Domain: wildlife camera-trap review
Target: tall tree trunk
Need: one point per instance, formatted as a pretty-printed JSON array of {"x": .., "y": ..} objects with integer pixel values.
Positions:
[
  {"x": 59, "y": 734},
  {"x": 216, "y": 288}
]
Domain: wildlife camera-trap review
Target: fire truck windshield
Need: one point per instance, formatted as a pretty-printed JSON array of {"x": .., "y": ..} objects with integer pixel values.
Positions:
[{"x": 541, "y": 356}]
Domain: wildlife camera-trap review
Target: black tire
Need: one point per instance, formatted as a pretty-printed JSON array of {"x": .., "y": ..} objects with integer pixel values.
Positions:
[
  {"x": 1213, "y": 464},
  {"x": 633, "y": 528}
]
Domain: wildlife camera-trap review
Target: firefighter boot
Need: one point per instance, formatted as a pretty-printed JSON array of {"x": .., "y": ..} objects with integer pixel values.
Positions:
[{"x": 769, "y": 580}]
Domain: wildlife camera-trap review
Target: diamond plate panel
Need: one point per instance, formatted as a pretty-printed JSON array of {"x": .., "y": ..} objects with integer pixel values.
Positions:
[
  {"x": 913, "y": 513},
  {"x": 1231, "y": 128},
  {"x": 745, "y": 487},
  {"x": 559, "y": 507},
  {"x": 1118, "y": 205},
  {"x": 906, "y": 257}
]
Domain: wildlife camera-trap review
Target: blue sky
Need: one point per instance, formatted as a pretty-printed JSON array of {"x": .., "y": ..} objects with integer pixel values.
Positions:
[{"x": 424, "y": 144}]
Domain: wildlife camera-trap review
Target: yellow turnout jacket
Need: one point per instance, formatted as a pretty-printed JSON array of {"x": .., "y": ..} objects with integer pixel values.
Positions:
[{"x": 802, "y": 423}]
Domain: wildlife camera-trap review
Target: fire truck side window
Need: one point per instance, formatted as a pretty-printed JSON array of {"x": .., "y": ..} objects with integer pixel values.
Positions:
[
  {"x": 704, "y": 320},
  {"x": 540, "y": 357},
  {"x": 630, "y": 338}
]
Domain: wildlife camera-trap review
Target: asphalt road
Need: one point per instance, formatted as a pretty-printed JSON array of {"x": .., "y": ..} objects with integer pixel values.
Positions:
+ + + + + + +
▶ [TASK INSTRUCTIONS]:
Your answer should consist of the lines of the listing that contain "truck", copied as they stand.

▶ [RESPONSE BELOW]:
Target: fire truck windshield
Target: fire truck side window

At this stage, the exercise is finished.